### PAGE:

-*-*-

There's a lot of people out there really pushing this thought process and one of the leaders is Ergodyne. Ergodyne is just a brand that we represent. You look at most of the fall protection companies, so whether it's DBI Miller, just about everybody has Sellstrom, RTC, Hammerhead. There's a bunch of ... That have systems in place which is things that attach to the tools, lanyards to attach them to somebody. Pouches to put set tools in. From a standpoint of the class that I went through is looking at and trying to learn how to evaluate what the tool is and then how to attach to the tool so that you can obviously ... It's not a perfect science because let's say a hammer. A hammer is something that's very easy to drop, but if you don't get your attachment point right on the hammer, a hammer becomes really useless if it's tied to your body wrong and you're trying to work with it.

 

A lot of it you got to pay attention to what the user is trying to accomplish or perform with the tool and get to a means there.

Fred:

Sometimes it will ricochet, something drops it hits something else it goes into a different direction.

Dave:

Here you go is, let's say “what's the weight of the tool?” When you get something that's let's say above five pounds and you drop it over a couple of feet-

Fred:

I'm sorry to interrupt you but the story that I was reading in doing a little bit of research for this was, it was 10 feet, a 1 pound tape measure. He dropped it from 10 feet, it ricochet off some metal and hit him in the head and killed him. From 10 feet. A one pound tape measure. That's not much. I feel like if I was 10 feet away and I threw a tape measure at you I would not be able to kill you but evidently you that's probably the case. If it's just dropping a one tape measure it hits you in the head.

Dave:

You don't know where it struck him you don't know ... There's a lot of things. But the whole thing is somebody dropped it and it didn't have to happen.

Fred:

To my point, that's not far. If I had somebody working 10 feet above me, I can almost jump and grab that shoe. I wouldn't think that an objects that they dropped that hit me in the head would require me to wear even or a fall protect ... They're on a ladder 10 feet above me and I'm underneath holding the ladder and they're working with a bunch of tools. You wouldn't think, "God if he drops his screwdriver that's in his pocket it hits me in the head-

Dave:

You don't have that looking at a grizzly bear thought process like, why am I ... A lot of times and unfortunately we-

Fred:

[inaudible 00:31:59] can get you too.

Dave:

Yeah but we allow ourselves to try to decide when we're going to be safe by when we get scared. To your point is you look at that thing you like, shit. Your brain doesn't even comprehend.

Fred:

Yeah something could you drop and if it's did drop it could actually hurt me.

Dave:

Human condition doesn't work that way. The only reason that we know not to pick up hot shit is because when we were a kid we walked up and we picked up hot shit it burnt us and our brain went.

Fred:

That sucked.

Dave:

That's how that works. I'm sure it's people with PTSD after you go fight a war and they hear that sound they're brain associates shit. We just don't have that chemistry out there. We haven't had any trauma experience that gives us, how to say we don't understand what the consequence of where we're at and what we're doing is.

-*-*-

### INFORMATION PROVIDED:
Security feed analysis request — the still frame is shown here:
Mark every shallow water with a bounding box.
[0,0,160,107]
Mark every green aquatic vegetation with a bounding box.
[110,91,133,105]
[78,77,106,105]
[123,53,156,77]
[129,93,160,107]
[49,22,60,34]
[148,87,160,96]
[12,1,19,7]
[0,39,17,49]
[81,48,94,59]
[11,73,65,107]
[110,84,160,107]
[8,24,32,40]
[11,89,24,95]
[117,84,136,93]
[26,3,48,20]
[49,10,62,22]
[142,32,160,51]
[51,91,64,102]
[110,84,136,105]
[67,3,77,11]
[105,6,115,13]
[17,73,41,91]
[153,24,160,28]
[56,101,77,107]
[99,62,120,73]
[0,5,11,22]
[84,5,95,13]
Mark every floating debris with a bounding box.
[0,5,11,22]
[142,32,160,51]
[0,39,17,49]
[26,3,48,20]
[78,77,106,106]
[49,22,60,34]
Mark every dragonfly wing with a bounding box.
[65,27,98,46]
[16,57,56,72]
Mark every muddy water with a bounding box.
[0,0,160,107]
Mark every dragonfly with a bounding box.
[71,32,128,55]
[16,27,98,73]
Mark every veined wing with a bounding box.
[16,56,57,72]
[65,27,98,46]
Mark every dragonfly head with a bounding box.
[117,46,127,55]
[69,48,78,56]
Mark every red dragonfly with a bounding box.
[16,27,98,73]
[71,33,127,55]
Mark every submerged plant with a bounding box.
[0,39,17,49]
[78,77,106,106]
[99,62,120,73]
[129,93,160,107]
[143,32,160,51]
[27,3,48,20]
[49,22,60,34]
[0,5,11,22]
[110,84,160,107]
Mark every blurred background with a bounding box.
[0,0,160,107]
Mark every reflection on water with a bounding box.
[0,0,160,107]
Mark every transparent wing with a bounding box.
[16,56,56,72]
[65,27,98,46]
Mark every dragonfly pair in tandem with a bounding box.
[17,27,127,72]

-*-*-

### AIM:
In the conversation about dropped tools, how much did the tape measure in the story Fred read weigh, and from what height was it dropped?

### RESULT BELOW:
It weighed one pound and was dropped from 10 feet.